Corriere 19.1.16
Ferramonti su Etruria: portai io Arpe da Carboni. Ma il manager nega
di Fabrizio Caccia
ROMA
Umberto Bossi lo chiamava «l’uomo della Cia», quando Gianmario
Ferramonti — primi anni Novanta — era ancora l’amministratore della
Pontidafin, la finanziaria della Lega Nord. Nel ‘96 finì addirittura in
carcere, accusato dalla Procura di Aosta di essere la mente di «Phoney
Money», megatruffa da ventimila miliardi di lire. Nove anni dopo, però,
fu scagionato completamente. Ma gli intrecci e gli intrighi gli son
sempre piaciuti e anche oggi, a 62 anni, evidentemente si applica alla
materia, se è vero che il suo nome — insieme a quello di Flavio Carboni —
spicca al centro dell’ultimo mistero legato a Banca Etruria.

+-------+

* **Istruzioni di lavoro**:
**1)** Riassumi in due frasi l'articolo su Ferramonti.
**2)** Estrai dall'elenco, senza alcuna modifica, solo le righe seguenti: inizia da quella che contiene "[point] every instance of the green foliage" e fermati dopo quella che contiene "x=237 y=345".

+-------+

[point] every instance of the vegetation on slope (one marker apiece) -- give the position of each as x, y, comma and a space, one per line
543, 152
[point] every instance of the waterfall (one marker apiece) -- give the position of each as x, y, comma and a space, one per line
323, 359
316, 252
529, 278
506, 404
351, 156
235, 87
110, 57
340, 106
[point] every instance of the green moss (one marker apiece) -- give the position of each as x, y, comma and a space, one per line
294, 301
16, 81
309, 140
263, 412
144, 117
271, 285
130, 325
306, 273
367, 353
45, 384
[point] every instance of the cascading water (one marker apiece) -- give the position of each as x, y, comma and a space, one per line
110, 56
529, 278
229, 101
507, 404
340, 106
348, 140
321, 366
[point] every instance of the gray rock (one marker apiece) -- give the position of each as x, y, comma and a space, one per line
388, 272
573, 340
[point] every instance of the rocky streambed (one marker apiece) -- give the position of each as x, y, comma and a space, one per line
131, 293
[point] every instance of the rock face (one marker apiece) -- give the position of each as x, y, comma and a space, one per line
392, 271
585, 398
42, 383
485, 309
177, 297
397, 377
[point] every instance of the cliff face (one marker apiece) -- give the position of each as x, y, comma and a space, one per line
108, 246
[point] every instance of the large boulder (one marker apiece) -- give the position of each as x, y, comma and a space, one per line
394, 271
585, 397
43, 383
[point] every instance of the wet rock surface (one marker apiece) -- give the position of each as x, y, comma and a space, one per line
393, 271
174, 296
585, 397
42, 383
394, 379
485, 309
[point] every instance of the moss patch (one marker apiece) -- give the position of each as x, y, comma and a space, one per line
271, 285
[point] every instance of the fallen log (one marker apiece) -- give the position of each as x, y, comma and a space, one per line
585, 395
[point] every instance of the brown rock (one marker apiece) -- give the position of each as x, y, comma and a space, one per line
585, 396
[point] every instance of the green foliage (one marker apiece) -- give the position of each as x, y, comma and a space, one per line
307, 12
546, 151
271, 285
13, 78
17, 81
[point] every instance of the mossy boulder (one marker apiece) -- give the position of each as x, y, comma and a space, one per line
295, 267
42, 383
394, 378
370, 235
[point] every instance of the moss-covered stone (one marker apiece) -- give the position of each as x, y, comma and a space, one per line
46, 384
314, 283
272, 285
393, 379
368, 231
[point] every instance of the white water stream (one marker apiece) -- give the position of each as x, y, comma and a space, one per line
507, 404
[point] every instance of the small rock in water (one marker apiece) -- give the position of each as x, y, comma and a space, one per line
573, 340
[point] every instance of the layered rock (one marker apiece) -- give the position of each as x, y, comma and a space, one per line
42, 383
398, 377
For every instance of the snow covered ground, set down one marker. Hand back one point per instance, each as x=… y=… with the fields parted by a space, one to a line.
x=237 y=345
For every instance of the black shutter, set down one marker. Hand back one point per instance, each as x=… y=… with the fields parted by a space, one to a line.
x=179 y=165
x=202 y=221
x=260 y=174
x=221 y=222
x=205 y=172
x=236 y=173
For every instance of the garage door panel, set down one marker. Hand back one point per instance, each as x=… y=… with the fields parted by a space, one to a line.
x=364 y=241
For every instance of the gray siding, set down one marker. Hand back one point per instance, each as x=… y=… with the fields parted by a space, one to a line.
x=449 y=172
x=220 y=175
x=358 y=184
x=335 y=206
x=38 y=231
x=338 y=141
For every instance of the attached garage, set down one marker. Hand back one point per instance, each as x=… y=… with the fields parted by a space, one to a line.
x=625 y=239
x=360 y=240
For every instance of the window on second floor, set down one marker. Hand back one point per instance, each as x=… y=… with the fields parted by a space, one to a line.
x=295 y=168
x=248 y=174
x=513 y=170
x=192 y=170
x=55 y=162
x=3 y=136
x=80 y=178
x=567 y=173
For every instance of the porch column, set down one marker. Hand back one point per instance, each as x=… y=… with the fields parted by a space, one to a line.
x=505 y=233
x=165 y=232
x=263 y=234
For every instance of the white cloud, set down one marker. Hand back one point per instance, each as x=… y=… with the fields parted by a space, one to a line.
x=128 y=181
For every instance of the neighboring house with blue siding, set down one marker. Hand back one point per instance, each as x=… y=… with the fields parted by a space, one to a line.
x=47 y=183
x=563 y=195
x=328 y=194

+-------+

* **Le risposte**:
**1)** Gianmario Ferramonti, che Umberto Bossi chiamava «l'uomo della Cia» quando nei primi anni Novanta amministrava la Pontidafin, finanziaria della Lega Nord, finì in carcere nel '96 con l'accusa della Procura di Aosta di essere la mente della megatruffa «Phoney Money», ma nove anni dopo fu scagionato completamente. Oggi, a 62 anni, il suo nome spicca insieme a quello di Flavio Carboni al centro dell'ultimo mistero legato a Banca Etruria.

**2)**
[point] every instance of the green foliage (one marker apiece) -- give the position of each as x, y, comma and a space, one per line
307, 12
546, 151
271, 285
13, 78
17, 81
[point] every instance of the mossy boulder (one marker apiece) -- give the position of each as x, y, comma and a space, one per line
295, 267
42, 383
394, 378
370, 235
[point] every instance of the moss-covered stone (one marker apiece) -- give the position of each as x, y, comma and a space, one per line
46, 384
314, 283
272, 285
393, 379
368, 231
[point] every instance of the white water stream (one marker apiece) -- give the position of each as x, y, comma and a space, one per line
507, 404
[point] every instance of the small rock in water (one marker apiece) -- give the position of each as x, y, comma and a space, one per line
573, 340
[point] every instance of the layered rock (one marker apiece) -- give the position of each as x, y, comma and a space, one per line
42, 383
398, 377
For every instance of the snow covered ground, set down one marker. Hand back one point per instance, each as x=… y=… with the fields parted by a space, one to a line.
x=237 y=345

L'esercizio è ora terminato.